__SET PROBLEM__.
Transcribe each line exactly.

Excerpts of location labeling data
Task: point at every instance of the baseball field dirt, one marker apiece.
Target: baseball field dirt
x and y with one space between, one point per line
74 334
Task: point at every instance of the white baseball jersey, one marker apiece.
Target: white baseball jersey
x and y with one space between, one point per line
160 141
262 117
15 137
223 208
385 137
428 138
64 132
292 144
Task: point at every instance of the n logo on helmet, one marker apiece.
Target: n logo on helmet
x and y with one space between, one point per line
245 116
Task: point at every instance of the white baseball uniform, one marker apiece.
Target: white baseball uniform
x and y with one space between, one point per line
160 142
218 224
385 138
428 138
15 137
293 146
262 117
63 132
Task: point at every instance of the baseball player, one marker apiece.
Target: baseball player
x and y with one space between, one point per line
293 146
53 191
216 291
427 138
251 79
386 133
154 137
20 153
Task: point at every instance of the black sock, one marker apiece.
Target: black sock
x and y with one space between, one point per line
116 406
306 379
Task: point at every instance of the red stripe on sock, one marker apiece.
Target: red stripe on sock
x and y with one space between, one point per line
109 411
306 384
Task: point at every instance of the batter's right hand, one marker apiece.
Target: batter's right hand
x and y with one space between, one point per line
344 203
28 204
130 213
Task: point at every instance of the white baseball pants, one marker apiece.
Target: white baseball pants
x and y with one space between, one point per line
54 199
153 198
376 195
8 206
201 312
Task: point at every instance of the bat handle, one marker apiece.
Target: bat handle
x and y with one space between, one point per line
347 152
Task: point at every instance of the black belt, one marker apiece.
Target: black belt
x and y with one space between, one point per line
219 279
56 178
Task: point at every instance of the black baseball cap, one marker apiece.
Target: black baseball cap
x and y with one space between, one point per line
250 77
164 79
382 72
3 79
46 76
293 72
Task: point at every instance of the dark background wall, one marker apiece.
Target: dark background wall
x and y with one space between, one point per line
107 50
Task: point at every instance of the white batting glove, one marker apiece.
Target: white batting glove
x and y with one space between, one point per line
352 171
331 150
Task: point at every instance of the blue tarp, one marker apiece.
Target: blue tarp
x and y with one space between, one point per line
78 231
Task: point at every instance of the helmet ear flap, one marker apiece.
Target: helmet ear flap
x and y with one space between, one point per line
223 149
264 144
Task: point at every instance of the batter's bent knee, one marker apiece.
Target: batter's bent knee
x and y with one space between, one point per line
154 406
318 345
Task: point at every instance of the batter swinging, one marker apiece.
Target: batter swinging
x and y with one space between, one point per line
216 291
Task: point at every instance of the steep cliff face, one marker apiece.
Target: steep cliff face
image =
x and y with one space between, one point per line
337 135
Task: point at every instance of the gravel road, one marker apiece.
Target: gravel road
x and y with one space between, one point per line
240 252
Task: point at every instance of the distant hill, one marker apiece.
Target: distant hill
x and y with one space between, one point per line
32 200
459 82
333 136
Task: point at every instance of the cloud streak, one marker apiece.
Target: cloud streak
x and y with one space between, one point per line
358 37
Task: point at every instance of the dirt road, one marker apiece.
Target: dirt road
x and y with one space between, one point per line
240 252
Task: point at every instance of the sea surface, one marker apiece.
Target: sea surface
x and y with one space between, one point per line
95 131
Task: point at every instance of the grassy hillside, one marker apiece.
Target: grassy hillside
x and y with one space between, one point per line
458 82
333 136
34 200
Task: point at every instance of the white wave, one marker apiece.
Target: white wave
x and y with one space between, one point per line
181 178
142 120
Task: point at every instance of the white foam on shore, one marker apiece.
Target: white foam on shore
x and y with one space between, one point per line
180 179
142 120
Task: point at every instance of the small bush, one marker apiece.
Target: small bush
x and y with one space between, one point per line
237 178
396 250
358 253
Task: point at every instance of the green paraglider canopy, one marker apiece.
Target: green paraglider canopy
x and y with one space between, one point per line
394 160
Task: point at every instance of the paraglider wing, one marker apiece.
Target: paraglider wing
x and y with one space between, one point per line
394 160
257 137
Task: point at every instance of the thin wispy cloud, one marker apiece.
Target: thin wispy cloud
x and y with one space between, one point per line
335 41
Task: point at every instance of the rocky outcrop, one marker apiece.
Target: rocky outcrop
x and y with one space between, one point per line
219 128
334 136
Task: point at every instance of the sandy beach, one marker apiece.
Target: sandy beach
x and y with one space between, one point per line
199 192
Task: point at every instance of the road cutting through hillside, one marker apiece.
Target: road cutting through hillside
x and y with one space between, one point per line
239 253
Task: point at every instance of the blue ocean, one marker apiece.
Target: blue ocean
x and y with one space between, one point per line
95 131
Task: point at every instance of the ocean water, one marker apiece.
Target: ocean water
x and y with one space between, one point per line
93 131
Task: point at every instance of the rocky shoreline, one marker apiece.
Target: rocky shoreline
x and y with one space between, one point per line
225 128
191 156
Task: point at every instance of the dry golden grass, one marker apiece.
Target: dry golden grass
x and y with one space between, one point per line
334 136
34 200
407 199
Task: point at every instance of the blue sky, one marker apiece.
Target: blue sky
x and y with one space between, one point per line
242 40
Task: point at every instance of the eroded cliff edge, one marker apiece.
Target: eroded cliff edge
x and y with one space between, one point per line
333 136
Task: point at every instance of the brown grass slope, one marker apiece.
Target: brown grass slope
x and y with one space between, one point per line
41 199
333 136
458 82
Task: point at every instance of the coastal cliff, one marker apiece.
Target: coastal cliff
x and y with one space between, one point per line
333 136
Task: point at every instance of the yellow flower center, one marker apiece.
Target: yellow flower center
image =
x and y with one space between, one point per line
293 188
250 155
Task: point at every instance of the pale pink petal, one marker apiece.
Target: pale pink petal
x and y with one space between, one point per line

__EXERCISE SOLUTION__.
Task: point at every instance of the baseball field dirt, one marker apiece.
Target: baseball field dirt
x and y with one space between, one point per line
74 334
Task: point at every instance of the white baseball jersey, one marker apiece.
Target: white baseball jersey
x and y with one space between, one point per line
160 141
262 117
15 137
223 208
385 137
428 138
64 132
292 144
Task: point at every instance of the n logo on helmet, one marker apiece.
Target: n logo on helmet
x and y with one space between, one point per line
245 116
Task: point at every instance of the white baseball uniform, one marker apiece.
Target: white baseball uniform
x and y with one space between, one point per line
160 142
218 224
385 138
428 138
15 137
293 146
262 117
63 132
Task: point at every instance of the baseball player, one marker apiece.
Target: baseball player
x and y with one space between, one point per line
293 146
53 191
216 291
427 138
251 79
386 133
154 137
20 153
Task: point at every instance of the black sock, one marker apiece.
Target: black sock
x and y with one space between, one point per line
116 406
306 379
Task: point at every instance of the red stripe on sock, one marker apiece.
Target: red stripe on sock
x and y with one space between, one point per line
109 411
306 384
Task: point at every instance of the batter's right hand, one marker apiece.
Target: batter's right hand
x and y with one space between, one point per line
344 203
28 204
130 213
Task: point at every instance of the white baseball pants, one marker apiece.
Target: white baseball pants
x and y with one space between, one point per line
54 199
153 198
376 195
8 206
201 312
Task: point at every instance of the bat handle, one marker apiece.
Target: bat handle
x and y with one space between, one point per line
347 152
Task: point at every instance of the black belt, one marker apiece.
Target: black belt
x and y with one space between, one point per line
219 279
56 178
Task: point at every instance of the black baseball cap, one marker apiece.
Target: black baseball cap
x and y with one space between, one point per line
250 77
164 79
382 72
3 79
46 76
293 72
Task: point at every instance of the dark background wall, one marker apiece.
Target: dark background wall
x and y with one space between, one point per line
107 50
Task: point at every instance of the white batting glove, one marker apiece.
Target: white batting glove
x and y with one space between, one point per line
352 171
331 150
Task: point at every instance of the blue tarp, one marker apiece.
Target: blue tarp
x and y with one space between, one point per line
78 231
Task: point at every instance of the helmet ear flap, one marker apiece.
Target: helmet ear flap
x and y with one space between, one point per line
223 149
264 144
Task: point at every instance of the batter's bent knee, one marker apiece.
Target: batter's bent knee
x and y with one space between, one point per line
154 406
318 345
Task: point at every instance of the batter swinging, one marker apiece.
Target: batter swinging
x and y with one space between, one point per line
216 291
Task: point at every instance of the steep cliff face, one marker apiece.
Target: steep cliff face
image =
x and y with one space between, one point per line
337 135
Task: point at every instance of the gravel road, one marker apiece.
Target: gravel road
x and y with one space between, one point per line
240 252
Task: point at every instance of the distant hill, one marker apiece.
Target: distant hill
x and y with one space between, one point per line
32 200
459 82
333 136
Task: point at every instance of the cloud streak, one marker apiece.
Target: cloud streak
x and y with one space between, one point per line
358 37
Task: point at every instance of the dirt road, one marker apiece.
Target: dirt road
x and y with one space between, one point per line
240 252
Task: point at every instance of the sea surface, one marker apiece.
Target: sea surface
x and y with one space between, one point per line
95 131
Task: point at every instance of the grassy hillside, one marker apiece.
Target: grassy hillside
x and y with one space between, one point per line
458 82
333 136
34 200
Task: point at every instance of the white wave, one marker apiece.
Target: white wave
x and y with one space between, one point per line
181 178
142 120
Task: point at every instance of the white foam on shore, one marker apiece.
Target: white foam on shore
x and y with one space between, one point per line
180 179
142 120
Task: point at every instance of the small bush, one marker apiece.
Target: small bush
x and y with one space between, one point per line
237 178
396 250
358 253
Task: point at every instance of the green paraglider canopy, one marker apiece.
Target: green paraglider canopy
x and y with one space between, one point per line
394 160
Task: point at every instance of the paraglider wing, one marker apiece.
Target: paraglider wing
x and y with one space between, one point per line
394 160
257 137
Task: point at every instance of the thin wispy cloud, one marker apiece.
Target: thin wispy cloud
x and y with one space between, one point per line
335 41
Task: point at every instance of the rocky outcrop, one marker apiece.
Target: rocky outcrop
x and y with one space between, one point per line
219 128
334 136
Task: point at every instance of the sandy beach, one marker apiece.
Target: sandy beach
x and y with one space between, one point per line
199 192
Task: point at every instance of the road cutting through hillside, one marker apiece.
Target: road cutting through hillside
x and y with one space between, one point per line
239 253
Task: point at every instance of the blue ocean, one marker apiece.
Target: blue ocean
x and y with one space between, one point per line
95 131
Task: point at every instance of the ocean water, one marker apiece.
Target: ocean water
x and y with one space between, one point per line
93 131
Task: point at every instance of the rocky shoreline, one marker apiece.
Target: rocky shoreline
x and y with one space between, one point per line
225 128
191 156
Task: point at every instance of the dry golden grass, one marker apiece.
Target: dry golden grass
x and y with one space between, one point per line
334 136
34 200
407 199
Task: point at every instance of the blue sky, one marker apiece.
Target: blue sky
x and y with one space between, one point per line
242 40
Task: point at every instance of the eroded cliff edge, one marker apiece.
Target: eroded cliff edge
x and y with one space between, one point per line
333 136
Task: point at every instance of the brown grass slope, one marker apiece.
Target: brown grass slope
x and y with one space between, one point per line
41 199
333 136
458 82
Task: point at every instance of the coastal cliff, one marker apiece.
Target: coastal cliff
x and y with one space between, one point per line
333 136
Task: point at every instance of the yellow flower center, one marker apiece.
Target: yellow flower center
image =
x and y with one space between, one point per line
293 188
250 155
Task: point at every instance of the pale pink petal, one marker apiece.
Target: pale pink petal
x and y with one space between, one point per line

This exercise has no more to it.